═══ Excerpted passage

The Prescription Abuse Prevention Act: A New Federal Statute to Criminalize Overprescribing Opioids
Loyola Law School, Los Angeles Legal Studies Research Paper No. 2020-03
Forthcoming, to be published in Yale Law & Policy Review Vol. 39 pp. XX (2021)
50 Pages Posted: 2 Mar 2020 Last revised: 2 Mar 2021
Date Written: February 10, 2020
Abstract
We are in a national emergency—an epidemic of opioid addiction and abuse—that has claimed the lives of more than 700,000 Americans at a cost of more than 500 billion dollars to the economy in the last twenty years. Even now, on average 130 people die every day from an opioid overdose, making it a leading cause of injury-related death in the United States. And 70 percent of those deaths involve an opioid that a doctor legally prescribed.

══════
═══ Data for review

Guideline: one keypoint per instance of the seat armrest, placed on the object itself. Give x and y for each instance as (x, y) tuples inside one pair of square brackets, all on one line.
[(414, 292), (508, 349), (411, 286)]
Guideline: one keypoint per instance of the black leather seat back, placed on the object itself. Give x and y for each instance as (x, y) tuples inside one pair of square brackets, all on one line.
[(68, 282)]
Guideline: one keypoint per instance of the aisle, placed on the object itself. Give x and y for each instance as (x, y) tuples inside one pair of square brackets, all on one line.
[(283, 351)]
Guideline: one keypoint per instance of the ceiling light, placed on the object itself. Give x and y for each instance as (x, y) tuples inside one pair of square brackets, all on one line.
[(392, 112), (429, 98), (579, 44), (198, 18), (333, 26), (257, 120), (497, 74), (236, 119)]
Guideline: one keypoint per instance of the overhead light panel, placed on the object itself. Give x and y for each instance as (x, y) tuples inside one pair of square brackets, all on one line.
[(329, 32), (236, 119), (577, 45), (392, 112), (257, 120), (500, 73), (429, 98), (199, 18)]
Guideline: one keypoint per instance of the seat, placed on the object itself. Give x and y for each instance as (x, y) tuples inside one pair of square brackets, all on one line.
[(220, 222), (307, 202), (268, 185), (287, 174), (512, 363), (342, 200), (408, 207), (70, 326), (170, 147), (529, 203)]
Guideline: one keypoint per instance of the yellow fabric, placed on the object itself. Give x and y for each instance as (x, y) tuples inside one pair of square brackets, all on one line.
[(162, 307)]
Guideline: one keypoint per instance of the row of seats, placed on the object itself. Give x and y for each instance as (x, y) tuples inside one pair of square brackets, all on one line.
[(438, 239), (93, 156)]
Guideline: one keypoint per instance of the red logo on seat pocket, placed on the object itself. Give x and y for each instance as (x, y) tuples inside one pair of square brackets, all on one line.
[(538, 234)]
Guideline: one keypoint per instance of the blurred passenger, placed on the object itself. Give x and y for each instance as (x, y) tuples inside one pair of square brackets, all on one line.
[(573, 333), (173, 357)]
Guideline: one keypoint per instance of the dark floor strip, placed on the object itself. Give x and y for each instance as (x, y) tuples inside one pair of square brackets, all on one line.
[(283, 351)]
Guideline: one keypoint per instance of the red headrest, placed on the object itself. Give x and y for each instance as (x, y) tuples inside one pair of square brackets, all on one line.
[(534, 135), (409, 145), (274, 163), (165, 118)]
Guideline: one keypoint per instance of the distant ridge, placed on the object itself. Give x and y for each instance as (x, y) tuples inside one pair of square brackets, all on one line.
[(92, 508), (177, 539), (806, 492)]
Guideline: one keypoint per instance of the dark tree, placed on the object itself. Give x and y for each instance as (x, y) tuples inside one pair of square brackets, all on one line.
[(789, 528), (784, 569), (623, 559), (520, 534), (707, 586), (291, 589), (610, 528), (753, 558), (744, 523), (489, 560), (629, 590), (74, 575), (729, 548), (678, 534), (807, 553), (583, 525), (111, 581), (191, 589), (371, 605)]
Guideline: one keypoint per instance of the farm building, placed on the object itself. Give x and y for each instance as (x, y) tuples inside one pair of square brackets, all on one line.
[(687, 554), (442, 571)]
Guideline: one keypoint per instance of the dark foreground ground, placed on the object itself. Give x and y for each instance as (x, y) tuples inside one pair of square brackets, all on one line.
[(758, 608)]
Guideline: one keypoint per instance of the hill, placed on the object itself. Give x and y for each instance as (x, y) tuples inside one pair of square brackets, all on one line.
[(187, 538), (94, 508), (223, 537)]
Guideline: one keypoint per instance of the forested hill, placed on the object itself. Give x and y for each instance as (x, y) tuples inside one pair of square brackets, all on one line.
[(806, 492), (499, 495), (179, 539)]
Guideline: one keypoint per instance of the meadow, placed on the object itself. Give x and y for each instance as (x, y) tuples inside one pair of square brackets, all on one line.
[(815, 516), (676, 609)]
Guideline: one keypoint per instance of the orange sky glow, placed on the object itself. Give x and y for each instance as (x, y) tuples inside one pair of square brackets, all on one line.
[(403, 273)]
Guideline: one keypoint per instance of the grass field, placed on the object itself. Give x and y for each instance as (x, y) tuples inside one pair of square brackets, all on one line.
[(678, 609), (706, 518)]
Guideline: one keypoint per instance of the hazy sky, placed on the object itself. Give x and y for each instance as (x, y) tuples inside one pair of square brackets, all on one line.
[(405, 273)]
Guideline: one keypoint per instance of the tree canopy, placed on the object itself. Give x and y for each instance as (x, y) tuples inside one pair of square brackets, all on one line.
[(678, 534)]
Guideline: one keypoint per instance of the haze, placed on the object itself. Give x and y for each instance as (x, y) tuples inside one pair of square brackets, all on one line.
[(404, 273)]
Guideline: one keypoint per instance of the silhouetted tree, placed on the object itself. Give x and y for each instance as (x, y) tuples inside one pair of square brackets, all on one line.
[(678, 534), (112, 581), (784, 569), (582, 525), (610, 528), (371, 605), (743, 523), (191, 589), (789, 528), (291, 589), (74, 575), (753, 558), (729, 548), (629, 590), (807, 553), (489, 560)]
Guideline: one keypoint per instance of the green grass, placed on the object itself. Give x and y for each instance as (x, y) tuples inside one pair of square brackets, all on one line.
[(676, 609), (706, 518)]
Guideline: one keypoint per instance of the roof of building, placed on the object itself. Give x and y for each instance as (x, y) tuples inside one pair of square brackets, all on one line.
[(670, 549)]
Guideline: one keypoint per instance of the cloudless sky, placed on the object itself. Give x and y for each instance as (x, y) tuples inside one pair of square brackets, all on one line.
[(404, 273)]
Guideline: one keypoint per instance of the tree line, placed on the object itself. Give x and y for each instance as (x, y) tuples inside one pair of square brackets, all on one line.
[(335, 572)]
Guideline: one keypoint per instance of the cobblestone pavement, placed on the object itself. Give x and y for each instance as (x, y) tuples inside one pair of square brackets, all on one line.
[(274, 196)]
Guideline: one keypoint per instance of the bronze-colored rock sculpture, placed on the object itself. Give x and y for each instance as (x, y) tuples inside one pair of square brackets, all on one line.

══════

#### Task to carry out:
Could you echo, word for word, the stretch of the opioid overprescribing paper from "The Prescription Abuse" through "pp. XX (2021)"? The rows are a separate body of material from the opioid overprescribing paper.

#### Answer:
The Prescription Abuse Prevention Act: A New Federal Statute to Criminalize Overprescribing Opioids
Loyola Law School, Los Angeles Legal Studies Research Paper No. 2020-03
Forthcoming, to be published in Yale Law & Policy Review Vol. 39 pp. XX (2021)